# Text

My determination is:

Do I want this state to survive a page reload, new browser session, or coming from a bookmark?

The value in a drop-down box in some random form? Non-global state.

The main page active tab that they were probably reading? Global state.

Scroll position? Global.

Tooltip Position? Probably not useful, non-global.

Something like a dialog or modal depends on the situation of how important it was and if the user would expect it to be there.

I agree with that logic, I think I've encountered every one of those cases.

That makes me see that there isn't a "god" object like the article calls it, that holds all of the app state. There's the root state shared throughout the app, and then each page or component can have its own encapsulated state.

Ideally I like to also keep page- or component-specific state+actions decoupled from their views, functional and testable independently - but often I start/keep them in the component class (and maybe soon hooks).

You can also apply the command pattern in some cases and store the undo redo state globally.this at the global store can be generic and the previous specific state will be part of the saved commands. (More applicable to SPAs).
Hmm, typically, I do store "UI state" (or parts of it) in the top app state if that UI state is shared among pages/routes. In your example, if I want that dialog state to be "persistent" - say, the user goes to another route then comes back, if the dialog state should be kept. Otherwise, I store them in the route component's state, which gets created anew every time.

But your question makes me think, if I store any UI state in the app state, have I really decoupled state and view? I'd say yes - since I'd be able to build and test UI state and actions, independent from the view.

Unless you have code that depends on state that supposed to be kept UI-only.

Then when you expand to an API or CLI interface the web state being tracked no longer makes sense and might be extra ram or loading time.

Well, at least theoretically, the way I organize state management allows me to pull in "slices" of app state/actions (or even moved into shared libs/modules), to compose a smaller subset for an API or CLI. So the latter can choose to not include any of the UI-related state.

In practice I haven't used it so much, but I like the idea of treating the UI as just another render target / consumer of app state/actions. It enables "remote control" of the app logic, makes testing simpler, and allows reuse for various interfaces like CLI, API, maybe React Native too.

I do agree for the consistent mental model.

I've been playing around switching web-apps and other user programs between devices on a single-ususer facing kubernetes system. Part of that relies on all state being sent to the server for distribution if a device switch happens.

I also have played around with a wrapper functions and that can bubble any callback/hook up to the data for further processing. The client no longer worries about sending actions. The server spys on client actions and performs actions on their behalf.

I plan on posting a blog post about the his soon.

# Short problem A
Please say whether each statement agrees with the discussion of UI state, answering yes or no and quoting the deciding words: (i) Scroll position is treated as global state. (ii) Tooltip position is treated as global state. (iii) The writer has often used app-state slices to build a smaller subset for an API or CLI.
# Short problem B
Rewrite the discussion of UI state from "Unless you have" up to and including "or loading time.", swapping "web state" for "browser state".

# Supplied information
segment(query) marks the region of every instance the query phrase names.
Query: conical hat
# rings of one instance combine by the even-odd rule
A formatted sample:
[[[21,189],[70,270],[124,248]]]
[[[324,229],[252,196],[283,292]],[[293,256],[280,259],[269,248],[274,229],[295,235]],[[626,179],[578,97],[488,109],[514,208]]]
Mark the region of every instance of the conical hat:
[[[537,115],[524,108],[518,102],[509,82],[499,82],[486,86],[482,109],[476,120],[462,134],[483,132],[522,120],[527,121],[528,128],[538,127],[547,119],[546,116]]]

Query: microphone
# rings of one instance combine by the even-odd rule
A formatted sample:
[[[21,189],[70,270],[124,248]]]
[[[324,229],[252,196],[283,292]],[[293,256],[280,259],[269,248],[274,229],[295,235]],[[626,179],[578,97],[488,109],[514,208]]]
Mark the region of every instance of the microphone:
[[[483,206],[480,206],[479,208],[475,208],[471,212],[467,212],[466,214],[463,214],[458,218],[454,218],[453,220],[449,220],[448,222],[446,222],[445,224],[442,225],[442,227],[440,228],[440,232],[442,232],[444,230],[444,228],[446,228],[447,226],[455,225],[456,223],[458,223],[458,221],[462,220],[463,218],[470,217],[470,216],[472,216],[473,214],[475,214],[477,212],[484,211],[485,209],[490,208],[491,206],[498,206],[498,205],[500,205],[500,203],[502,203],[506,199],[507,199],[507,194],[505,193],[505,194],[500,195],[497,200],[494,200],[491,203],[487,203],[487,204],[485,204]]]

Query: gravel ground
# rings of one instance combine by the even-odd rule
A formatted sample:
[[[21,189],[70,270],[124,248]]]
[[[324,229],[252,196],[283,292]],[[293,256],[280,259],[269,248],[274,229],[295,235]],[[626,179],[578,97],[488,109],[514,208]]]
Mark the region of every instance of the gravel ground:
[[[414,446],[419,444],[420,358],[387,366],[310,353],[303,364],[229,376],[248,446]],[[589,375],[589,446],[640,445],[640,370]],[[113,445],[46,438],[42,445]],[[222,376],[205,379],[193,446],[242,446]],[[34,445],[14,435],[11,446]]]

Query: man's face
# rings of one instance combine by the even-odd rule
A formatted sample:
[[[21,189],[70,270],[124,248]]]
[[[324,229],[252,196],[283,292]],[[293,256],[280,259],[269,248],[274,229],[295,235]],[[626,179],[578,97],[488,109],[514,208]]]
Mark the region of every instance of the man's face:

# Answer A
(i) Yes: "Scroll position? Global."
(ii) No: "Tooltip Position? Probably not useful, non-global."
(iii) No: "In practice I haven't used it so much"

# Answer B
Unless you have code that depends on state that supposed to be kept UI-only.

Then when you expand to an API or CLI interface the browser state being tracked no longer makes sense and might be extra ram or loading time.